■ **Supplied data**

<<<<

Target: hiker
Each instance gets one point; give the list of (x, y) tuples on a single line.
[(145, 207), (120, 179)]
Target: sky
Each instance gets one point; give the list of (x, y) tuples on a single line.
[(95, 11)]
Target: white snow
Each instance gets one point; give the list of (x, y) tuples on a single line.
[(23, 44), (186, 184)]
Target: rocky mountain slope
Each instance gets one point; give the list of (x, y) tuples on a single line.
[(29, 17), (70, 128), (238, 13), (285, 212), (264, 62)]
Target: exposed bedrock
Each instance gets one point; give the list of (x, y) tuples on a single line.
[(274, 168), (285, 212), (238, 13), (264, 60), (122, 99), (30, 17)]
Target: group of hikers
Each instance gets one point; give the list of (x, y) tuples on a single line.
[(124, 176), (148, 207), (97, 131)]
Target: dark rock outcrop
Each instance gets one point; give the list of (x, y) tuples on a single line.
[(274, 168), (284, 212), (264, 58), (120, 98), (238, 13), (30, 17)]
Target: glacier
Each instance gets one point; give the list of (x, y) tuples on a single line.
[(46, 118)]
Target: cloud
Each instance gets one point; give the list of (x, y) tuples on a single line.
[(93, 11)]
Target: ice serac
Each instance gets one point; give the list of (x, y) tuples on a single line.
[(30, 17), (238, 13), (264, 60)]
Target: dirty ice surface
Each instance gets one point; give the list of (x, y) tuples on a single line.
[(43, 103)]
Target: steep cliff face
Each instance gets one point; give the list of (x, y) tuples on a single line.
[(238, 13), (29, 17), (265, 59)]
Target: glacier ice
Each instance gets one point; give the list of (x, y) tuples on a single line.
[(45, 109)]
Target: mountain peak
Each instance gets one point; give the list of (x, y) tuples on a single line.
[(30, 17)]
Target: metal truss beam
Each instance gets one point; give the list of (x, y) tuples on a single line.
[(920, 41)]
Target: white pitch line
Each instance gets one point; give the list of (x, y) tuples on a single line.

>>>>

■ **To do**
In the listing, find all lines with the string "mountain" and copy them.

■ **Output for this exercise**
Target: rocky mountain slope
Target: mountain peak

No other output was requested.